■ **Aim**: Count the lines in the rows below that contain the string "locomotive". Case matters, and the reply should be the number alone.

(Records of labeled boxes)
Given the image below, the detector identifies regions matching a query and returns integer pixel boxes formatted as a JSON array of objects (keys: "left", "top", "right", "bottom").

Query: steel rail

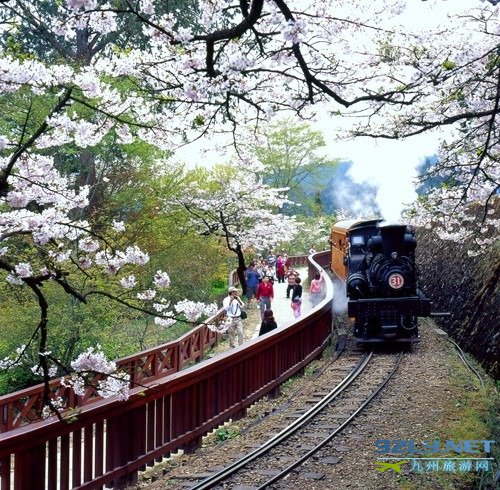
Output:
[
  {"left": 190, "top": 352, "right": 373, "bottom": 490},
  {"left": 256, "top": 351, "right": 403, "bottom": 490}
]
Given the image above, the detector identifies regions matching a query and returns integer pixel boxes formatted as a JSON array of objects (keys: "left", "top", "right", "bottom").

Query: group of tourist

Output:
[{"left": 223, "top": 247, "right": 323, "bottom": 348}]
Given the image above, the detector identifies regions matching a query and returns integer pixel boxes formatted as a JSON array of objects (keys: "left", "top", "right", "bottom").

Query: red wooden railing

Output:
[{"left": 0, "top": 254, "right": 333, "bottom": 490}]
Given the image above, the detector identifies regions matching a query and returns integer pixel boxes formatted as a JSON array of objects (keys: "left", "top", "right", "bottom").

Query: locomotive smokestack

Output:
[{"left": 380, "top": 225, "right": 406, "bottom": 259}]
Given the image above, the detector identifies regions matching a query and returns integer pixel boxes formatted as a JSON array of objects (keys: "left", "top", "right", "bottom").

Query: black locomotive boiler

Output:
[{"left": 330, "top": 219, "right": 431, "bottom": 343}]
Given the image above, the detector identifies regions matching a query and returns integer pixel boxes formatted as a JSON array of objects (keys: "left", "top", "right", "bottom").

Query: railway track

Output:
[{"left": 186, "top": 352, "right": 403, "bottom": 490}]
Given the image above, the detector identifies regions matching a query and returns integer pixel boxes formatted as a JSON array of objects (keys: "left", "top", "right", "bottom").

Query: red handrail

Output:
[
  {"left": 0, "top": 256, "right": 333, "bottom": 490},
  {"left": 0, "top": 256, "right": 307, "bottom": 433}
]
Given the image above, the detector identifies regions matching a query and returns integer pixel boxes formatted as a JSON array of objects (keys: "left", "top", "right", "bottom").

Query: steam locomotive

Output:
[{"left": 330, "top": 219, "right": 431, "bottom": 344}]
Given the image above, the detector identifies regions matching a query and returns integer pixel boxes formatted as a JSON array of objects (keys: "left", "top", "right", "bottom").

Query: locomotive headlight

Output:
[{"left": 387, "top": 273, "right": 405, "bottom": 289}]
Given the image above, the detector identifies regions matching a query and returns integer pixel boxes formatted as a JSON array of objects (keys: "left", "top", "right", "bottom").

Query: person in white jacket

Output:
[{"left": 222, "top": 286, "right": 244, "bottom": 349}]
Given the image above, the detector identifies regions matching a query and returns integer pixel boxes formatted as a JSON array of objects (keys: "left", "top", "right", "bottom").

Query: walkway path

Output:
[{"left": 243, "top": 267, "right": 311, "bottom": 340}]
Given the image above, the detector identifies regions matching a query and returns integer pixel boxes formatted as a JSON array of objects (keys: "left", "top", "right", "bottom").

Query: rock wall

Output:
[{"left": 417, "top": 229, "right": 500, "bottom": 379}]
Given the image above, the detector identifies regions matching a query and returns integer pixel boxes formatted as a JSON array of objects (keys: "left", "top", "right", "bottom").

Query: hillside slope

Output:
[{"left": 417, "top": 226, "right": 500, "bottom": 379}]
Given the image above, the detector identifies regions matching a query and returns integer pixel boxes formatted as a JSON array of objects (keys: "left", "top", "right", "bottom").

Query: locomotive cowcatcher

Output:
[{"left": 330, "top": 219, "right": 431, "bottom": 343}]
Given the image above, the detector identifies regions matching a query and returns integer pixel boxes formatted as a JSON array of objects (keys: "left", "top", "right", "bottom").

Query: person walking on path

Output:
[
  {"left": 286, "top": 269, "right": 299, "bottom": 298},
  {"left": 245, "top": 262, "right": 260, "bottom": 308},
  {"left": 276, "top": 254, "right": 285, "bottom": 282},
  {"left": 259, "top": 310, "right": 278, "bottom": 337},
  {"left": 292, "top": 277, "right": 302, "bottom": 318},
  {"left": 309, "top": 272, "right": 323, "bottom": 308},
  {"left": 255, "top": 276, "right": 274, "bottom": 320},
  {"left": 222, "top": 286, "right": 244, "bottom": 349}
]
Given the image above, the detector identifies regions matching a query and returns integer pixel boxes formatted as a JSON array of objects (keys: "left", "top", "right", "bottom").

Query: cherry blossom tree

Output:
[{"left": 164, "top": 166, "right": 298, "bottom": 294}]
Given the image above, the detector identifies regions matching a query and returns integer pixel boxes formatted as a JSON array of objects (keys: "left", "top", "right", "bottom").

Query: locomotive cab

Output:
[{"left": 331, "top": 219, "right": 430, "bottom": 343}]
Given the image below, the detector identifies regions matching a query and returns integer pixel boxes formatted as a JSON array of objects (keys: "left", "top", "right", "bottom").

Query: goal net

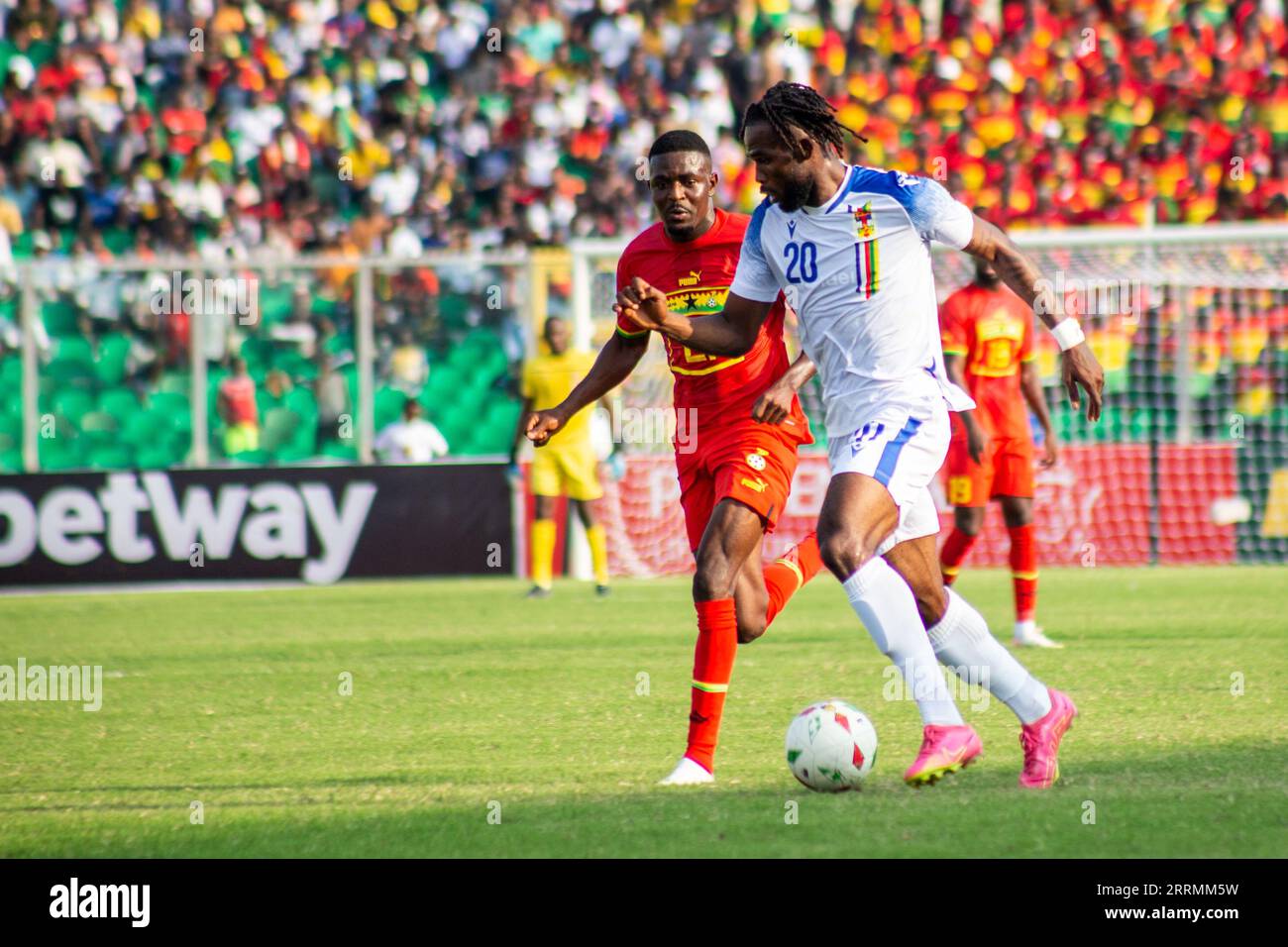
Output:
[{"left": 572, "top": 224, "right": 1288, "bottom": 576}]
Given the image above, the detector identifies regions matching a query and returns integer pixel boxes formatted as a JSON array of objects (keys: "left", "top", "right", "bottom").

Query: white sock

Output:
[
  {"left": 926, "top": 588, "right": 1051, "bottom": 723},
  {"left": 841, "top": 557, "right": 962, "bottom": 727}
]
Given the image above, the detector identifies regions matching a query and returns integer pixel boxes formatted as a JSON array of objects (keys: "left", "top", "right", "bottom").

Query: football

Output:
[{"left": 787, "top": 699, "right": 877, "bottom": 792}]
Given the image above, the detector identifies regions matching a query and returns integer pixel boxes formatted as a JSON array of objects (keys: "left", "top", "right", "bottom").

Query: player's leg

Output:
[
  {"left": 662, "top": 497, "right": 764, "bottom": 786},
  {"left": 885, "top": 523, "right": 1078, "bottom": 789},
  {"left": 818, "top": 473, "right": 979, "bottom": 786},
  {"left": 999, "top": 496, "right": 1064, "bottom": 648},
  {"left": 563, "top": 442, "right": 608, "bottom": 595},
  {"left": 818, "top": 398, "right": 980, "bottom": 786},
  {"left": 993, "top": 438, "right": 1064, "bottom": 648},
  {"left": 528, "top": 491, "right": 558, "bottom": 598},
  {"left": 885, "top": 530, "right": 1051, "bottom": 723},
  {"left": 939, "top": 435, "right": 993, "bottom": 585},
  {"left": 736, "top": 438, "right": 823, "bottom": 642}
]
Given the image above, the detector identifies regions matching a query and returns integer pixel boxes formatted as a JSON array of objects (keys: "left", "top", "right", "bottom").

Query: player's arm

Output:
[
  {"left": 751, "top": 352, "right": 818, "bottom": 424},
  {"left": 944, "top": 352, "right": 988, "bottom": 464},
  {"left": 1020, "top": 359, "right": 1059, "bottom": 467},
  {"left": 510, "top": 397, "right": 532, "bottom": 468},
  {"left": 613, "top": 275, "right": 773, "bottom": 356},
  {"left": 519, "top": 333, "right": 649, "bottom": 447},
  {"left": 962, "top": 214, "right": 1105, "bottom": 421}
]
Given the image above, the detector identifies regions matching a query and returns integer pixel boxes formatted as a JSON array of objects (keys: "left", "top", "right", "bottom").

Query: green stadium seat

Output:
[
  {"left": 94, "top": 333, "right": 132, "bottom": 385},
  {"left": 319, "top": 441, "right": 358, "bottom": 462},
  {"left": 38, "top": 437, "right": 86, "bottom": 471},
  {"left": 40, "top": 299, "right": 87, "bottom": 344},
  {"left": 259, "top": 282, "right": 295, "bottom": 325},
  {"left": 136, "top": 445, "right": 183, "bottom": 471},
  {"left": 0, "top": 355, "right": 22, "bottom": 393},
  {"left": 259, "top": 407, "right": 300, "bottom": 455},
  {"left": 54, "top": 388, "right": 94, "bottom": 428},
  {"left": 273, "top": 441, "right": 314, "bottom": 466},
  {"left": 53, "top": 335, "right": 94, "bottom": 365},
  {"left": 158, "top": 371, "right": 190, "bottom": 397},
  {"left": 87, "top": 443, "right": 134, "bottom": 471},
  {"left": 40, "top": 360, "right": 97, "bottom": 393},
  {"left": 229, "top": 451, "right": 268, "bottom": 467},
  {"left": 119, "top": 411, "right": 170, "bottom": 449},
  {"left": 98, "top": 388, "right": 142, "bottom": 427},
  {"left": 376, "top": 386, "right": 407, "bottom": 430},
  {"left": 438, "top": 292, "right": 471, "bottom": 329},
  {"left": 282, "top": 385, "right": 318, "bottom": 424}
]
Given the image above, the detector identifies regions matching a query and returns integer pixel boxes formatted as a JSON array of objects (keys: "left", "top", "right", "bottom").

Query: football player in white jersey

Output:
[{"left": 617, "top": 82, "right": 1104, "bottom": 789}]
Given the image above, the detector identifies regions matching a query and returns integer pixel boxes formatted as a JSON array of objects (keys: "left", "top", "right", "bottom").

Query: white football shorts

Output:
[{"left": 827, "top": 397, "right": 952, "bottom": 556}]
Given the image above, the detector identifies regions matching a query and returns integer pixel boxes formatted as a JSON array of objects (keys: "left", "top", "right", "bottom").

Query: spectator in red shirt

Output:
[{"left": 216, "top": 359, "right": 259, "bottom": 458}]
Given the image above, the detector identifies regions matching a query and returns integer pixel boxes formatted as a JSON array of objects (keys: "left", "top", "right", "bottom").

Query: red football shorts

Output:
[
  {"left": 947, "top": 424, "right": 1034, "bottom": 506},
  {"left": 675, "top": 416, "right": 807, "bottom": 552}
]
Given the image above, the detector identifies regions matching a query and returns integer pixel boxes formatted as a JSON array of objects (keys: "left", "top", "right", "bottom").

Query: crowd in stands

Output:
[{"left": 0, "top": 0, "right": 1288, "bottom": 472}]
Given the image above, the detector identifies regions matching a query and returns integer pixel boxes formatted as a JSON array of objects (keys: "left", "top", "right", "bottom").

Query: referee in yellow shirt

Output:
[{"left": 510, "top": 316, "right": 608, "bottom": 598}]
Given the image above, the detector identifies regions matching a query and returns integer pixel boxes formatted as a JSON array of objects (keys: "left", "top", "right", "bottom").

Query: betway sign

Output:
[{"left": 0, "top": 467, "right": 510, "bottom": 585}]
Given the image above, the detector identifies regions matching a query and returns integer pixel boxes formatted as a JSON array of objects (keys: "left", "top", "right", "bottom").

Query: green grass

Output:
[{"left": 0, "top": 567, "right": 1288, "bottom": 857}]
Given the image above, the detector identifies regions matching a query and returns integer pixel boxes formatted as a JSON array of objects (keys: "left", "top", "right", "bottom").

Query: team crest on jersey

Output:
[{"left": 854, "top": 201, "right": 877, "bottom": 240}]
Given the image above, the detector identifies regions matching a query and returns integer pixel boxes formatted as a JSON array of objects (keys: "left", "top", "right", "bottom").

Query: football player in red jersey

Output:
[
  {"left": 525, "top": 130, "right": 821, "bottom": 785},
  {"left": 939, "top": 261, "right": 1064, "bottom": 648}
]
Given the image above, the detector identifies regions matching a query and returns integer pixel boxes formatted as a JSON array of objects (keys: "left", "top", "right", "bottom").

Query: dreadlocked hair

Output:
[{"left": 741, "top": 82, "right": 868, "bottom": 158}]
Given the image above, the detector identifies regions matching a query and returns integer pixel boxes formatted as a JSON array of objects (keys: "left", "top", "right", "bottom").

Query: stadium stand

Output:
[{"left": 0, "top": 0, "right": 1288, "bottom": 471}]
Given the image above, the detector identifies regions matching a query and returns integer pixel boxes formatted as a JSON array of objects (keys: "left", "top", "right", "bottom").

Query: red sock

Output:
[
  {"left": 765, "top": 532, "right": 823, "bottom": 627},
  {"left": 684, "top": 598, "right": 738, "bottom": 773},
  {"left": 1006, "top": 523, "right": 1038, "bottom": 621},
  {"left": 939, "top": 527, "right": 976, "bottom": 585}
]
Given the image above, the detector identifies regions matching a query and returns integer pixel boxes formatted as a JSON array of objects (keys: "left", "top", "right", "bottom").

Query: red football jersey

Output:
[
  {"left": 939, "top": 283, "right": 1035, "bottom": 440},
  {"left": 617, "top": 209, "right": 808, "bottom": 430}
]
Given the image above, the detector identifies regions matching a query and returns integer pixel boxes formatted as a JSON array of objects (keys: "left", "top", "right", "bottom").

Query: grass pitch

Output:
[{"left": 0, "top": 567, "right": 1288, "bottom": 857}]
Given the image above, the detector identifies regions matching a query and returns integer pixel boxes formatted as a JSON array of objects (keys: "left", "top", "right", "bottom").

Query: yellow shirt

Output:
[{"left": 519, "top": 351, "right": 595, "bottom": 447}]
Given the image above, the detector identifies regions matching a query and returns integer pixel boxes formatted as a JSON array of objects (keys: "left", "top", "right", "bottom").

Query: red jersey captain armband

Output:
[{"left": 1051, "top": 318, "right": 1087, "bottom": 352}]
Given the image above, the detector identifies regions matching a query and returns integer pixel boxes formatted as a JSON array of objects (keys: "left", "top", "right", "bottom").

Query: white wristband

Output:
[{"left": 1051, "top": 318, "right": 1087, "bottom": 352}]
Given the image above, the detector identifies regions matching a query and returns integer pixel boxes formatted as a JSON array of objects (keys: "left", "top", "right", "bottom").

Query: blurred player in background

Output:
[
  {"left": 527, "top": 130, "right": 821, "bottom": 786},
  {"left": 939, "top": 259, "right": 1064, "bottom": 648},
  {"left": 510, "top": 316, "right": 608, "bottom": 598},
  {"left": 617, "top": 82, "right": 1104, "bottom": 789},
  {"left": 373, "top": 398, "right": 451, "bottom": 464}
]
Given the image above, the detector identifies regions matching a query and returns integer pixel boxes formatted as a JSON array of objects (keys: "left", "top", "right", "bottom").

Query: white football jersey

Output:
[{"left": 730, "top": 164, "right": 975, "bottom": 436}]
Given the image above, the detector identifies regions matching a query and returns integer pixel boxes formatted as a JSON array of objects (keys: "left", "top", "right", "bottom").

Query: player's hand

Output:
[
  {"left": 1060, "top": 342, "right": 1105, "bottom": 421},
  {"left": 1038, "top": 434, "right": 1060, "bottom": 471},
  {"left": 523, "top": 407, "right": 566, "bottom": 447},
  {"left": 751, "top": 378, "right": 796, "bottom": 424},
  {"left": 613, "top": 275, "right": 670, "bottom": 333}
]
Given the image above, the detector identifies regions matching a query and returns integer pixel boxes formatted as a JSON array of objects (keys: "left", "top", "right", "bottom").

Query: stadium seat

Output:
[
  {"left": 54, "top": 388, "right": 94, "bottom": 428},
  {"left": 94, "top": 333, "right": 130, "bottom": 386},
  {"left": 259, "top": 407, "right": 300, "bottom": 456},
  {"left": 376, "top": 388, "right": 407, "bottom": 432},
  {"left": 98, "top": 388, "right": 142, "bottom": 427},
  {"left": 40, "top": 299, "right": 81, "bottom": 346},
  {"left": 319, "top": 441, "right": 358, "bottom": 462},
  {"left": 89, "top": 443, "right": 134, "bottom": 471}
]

■ **Output below**: 6